• **SELECTED EXTRACT**
######

A Banjo and a Rocking Chair: Guy Davis Remembers
Guy Davis talks about Pete Seeger, Levon Helm, the Black Lives Matter movement, Dylan, Donovan, and the Kokomo Kidd
Guy Davis gets around. As in around the world. Nicknamed “AnAmbassador of the Blues” by an Ecuadoran journalist (Davis is quick to point to BB King as THE Ambassador), he has seen his musical vision carry him to some interesting places. He performed at the first concerts held on the Galapagos, at the invitation of the Ministry of Culture, and has performed for the Queen of Denmark. Greenland, Indonesia, Portugal, the list of stops on his passport is extensive. Born the middle child to famous parents, Guy Davis knew early on that he loved to make sounds.
On stage he seems a natural. With a quick joke and an easy laugh he dives into a song with gusto, engaging the audience and transporting them to the places and people that populate his lyrics. And while it might seem effortless, he has paid his dues. Speaking with him, there is no doubt that he benefited from growing up in a loving home and observing his famous parents.
Guy Davis has made his own footprints while trekking the show business path. Davis is not only a musician but, like his father, an actor on stage and in film. As a writer who created and performed his own material Off Broadway, he has received rave reviews. He returned to Broadway in 2009 performing in Finian’s Rainbow reprising a role once inhabited by Sonny Terry.
His influences are diverse. The usual suspects, Leadbelly, Muddy Waters, Big Bill Broonzy. But he is also quick to point out that he counts Pete Seeger and Garrison Keillor as inspirations. As a child, Davis’ parents nurtured his desire to make noise, and sent him to summer camps that deeply ingrained in his soul the power of song.
On the eve of the release of his latest album, Kokomo Kidd, Davis was relaxed and eager to talk. One thing though, Davis loves the banjo. Really. Loves. The banjo. When he speaks of his father buying him his first five-string his voice rises and he says the word banjo as if it were the Holy Grail of musical instruments.
Sure, I must have been four or five or six-years-old…sitting at the table and of course there would be a lot of music on the radio, and I loved what I heard. But just taking the butter knife along the edge of the table, holding down on the blade and playing down on the handle, it would make this kind of bdrdrdrdr sound, and that…. to me….that was music! I remember back in those years taking an empty tin can and, standing at the edge of our yard, taking a couple of coat hangers and banging on it. That, to me, was a parade passing by in my imagination.
Was the guitar your first instrument, or did you start somewhere else?
The guitar wasn’t the first thing. The first instrument that I became truly interested in, apart from various jaw harps and harmonicas, was the five-string banjo. When I was eight-years-old I went to a summer camp run by Peter Seeger’s brother. I heard a lot of five-string banjos and twelve-string guitars, some mandolins, but maybe not so many violins. All that music, and all that it had to offer, I knew that I loved it. I knew it in my bones. I heard the guitar, and I wanted to know how to play it, but the banjo was even more attractive to me. And, my God, my dad even bought me a banjo. I’ve got stories you haven’t even asked me about.

######

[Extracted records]
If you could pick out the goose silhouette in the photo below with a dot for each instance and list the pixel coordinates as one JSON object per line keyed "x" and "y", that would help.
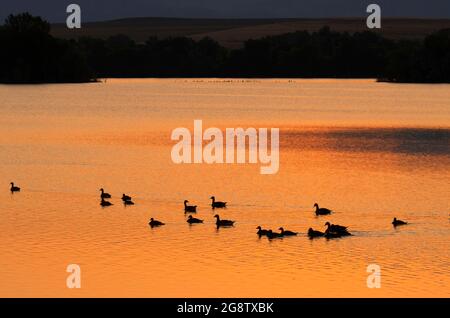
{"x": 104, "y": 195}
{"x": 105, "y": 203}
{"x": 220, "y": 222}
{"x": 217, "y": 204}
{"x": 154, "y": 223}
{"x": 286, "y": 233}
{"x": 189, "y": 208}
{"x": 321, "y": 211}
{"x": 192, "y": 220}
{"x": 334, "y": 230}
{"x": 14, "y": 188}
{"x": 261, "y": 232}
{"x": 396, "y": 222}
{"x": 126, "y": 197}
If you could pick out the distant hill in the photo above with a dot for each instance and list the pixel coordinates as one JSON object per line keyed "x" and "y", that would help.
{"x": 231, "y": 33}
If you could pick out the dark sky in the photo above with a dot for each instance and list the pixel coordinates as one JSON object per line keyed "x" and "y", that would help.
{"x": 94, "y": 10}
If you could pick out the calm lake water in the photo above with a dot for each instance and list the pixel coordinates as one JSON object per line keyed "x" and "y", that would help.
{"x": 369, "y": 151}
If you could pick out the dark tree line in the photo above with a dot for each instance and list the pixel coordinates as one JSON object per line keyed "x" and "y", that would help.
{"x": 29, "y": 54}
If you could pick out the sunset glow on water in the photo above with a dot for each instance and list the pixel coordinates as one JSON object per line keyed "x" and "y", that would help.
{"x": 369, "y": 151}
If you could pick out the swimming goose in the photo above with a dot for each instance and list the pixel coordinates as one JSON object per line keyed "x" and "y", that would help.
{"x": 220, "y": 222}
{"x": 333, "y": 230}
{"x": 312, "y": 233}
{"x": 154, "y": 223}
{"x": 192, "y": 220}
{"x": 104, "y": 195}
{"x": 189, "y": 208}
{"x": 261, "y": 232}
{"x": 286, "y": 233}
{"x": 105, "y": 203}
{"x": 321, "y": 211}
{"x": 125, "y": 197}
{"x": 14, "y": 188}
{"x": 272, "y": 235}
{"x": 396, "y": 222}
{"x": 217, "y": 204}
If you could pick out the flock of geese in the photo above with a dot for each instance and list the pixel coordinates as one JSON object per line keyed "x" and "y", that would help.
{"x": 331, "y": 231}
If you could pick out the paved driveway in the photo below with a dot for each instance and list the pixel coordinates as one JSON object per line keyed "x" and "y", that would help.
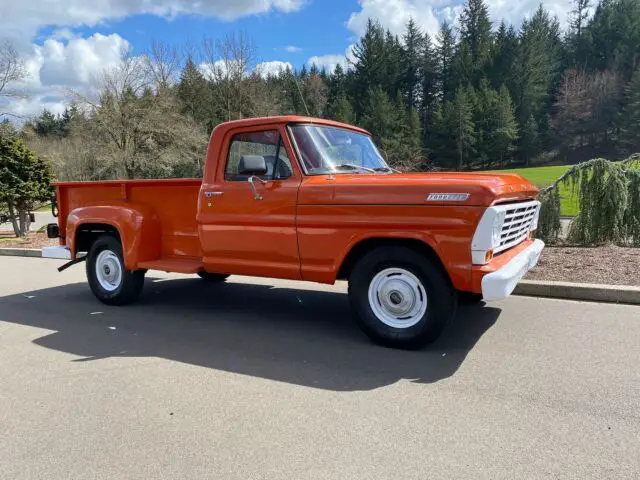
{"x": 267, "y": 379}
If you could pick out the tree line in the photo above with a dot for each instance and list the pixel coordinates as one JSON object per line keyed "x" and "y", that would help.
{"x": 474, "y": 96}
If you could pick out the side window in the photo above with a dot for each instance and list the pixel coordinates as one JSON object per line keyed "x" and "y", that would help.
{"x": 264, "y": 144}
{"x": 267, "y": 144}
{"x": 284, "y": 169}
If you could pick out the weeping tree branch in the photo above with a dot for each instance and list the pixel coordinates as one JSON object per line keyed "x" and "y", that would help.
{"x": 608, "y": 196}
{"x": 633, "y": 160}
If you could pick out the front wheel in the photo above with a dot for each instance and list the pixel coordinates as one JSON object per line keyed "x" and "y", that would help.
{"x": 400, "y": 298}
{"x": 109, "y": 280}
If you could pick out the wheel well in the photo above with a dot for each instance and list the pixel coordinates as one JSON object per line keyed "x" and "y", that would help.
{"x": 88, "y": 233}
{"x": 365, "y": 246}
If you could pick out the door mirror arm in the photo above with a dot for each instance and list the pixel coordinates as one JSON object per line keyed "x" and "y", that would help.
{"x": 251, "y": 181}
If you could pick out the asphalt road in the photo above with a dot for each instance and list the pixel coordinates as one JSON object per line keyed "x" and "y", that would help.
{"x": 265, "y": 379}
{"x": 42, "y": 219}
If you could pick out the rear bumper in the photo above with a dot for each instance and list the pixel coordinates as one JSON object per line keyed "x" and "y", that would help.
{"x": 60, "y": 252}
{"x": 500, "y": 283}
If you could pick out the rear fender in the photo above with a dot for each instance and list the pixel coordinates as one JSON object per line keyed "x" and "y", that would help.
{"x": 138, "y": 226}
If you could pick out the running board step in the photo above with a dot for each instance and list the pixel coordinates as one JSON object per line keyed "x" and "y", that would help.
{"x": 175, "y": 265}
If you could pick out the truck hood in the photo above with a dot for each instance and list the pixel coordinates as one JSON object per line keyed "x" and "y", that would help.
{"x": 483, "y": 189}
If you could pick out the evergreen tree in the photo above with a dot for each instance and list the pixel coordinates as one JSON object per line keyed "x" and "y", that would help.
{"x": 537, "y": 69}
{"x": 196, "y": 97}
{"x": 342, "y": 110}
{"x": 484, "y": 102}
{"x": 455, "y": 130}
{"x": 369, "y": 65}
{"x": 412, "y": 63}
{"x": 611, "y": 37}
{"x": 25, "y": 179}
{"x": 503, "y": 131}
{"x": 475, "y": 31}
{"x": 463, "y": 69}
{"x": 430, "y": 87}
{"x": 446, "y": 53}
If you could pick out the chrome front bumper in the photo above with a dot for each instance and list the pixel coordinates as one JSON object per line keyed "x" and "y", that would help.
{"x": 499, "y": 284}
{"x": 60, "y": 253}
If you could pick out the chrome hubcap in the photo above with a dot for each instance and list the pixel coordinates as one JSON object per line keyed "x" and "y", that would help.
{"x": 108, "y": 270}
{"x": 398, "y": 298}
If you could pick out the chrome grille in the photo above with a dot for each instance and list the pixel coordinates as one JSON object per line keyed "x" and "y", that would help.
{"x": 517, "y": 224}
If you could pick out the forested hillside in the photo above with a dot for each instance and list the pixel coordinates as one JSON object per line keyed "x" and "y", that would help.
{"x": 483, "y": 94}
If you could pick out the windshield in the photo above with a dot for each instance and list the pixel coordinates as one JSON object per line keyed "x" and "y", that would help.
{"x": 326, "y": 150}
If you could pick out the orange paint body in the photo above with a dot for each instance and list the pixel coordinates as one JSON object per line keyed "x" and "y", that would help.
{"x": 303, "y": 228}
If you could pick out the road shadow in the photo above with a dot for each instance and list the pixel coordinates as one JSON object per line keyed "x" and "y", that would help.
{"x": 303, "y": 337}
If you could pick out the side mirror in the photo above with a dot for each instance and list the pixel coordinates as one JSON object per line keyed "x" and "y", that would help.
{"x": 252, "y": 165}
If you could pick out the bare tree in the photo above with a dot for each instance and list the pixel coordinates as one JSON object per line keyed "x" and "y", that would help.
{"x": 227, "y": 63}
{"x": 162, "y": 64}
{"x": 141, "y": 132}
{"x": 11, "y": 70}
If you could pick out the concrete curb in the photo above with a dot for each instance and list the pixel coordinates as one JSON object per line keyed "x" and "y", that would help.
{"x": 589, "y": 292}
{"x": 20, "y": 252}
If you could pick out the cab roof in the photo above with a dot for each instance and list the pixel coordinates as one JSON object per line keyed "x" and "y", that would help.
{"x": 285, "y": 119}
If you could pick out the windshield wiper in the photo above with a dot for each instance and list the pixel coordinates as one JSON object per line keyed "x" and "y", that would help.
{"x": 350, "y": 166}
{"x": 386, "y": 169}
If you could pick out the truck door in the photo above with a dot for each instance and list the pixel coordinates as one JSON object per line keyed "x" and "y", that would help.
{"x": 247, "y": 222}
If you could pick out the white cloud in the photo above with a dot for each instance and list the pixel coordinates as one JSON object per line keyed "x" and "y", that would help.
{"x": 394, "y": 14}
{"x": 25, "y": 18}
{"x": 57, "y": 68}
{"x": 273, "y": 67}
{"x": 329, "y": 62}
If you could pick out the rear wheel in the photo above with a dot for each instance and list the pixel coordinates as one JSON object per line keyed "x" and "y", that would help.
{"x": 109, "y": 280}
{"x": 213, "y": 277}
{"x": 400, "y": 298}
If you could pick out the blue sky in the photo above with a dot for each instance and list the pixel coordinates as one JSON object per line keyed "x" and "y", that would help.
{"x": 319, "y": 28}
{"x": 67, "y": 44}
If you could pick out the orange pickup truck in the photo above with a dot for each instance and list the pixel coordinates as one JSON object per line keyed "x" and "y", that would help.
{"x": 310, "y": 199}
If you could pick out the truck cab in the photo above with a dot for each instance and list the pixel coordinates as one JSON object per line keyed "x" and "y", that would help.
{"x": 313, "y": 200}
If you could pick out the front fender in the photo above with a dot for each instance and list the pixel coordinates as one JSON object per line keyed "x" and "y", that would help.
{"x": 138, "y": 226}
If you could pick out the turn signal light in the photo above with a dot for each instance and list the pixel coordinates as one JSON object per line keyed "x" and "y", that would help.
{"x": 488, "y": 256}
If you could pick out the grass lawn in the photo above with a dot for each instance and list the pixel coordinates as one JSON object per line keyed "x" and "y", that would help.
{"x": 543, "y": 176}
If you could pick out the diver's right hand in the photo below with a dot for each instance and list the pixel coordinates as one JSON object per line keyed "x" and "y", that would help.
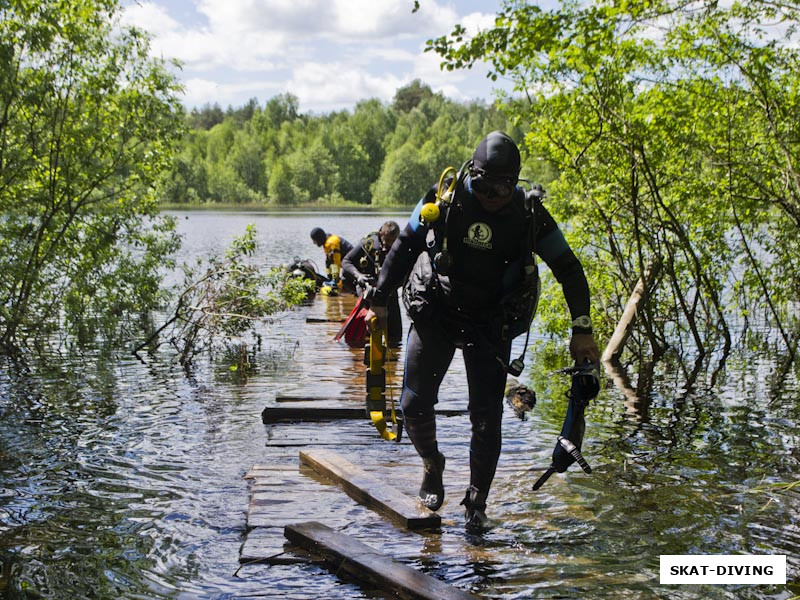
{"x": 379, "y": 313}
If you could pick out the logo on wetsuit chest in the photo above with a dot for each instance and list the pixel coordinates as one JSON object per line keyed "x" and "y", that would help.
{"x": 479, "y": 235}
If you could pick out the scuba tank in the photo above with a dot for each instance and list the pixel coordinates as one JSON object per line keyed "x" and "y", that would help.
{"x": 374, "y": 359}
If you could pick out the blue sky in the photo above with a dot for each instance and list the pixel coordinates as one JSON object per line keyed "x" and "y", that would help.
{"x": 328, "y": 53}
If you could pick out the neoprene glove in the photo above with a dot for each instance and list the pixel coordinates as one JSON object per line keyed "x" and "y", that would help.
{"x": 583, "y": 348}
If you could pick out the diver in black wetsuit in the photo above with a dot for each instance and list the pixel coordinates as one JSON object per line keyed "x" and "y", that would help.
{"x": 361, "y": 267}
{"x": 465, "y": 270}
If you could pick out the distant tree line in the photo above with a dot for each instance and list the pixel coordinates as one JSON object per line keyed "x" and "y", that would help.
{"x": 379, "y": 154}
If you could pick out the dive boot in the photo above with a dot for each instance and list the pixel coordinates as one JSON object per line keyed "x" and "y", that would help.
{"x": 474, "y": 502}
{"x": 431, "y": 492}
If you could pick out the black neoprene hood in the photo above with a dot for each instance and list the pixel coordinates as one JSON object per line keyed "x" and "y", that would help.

######

• **CHALLENGES**
- a) Please answer these questions about the Guy Davis interview:
(i) At whose invitation did Davis perform at the first concerts held on the Galapagos?
(ii) In what year did he return to Broadway in Finian's Rainbow?
(iii) How old was he when he went to the summer camp run by Peter Seeger's brother?
- b) Report how many lines of the records contain the string "windshield", counting only matches with the same case. Give the number alone.

• **FINAL ANSWERS**
- a)
(i) The Ministry of Culture
(ii) 2009
(iii) Eight years old

- b) 2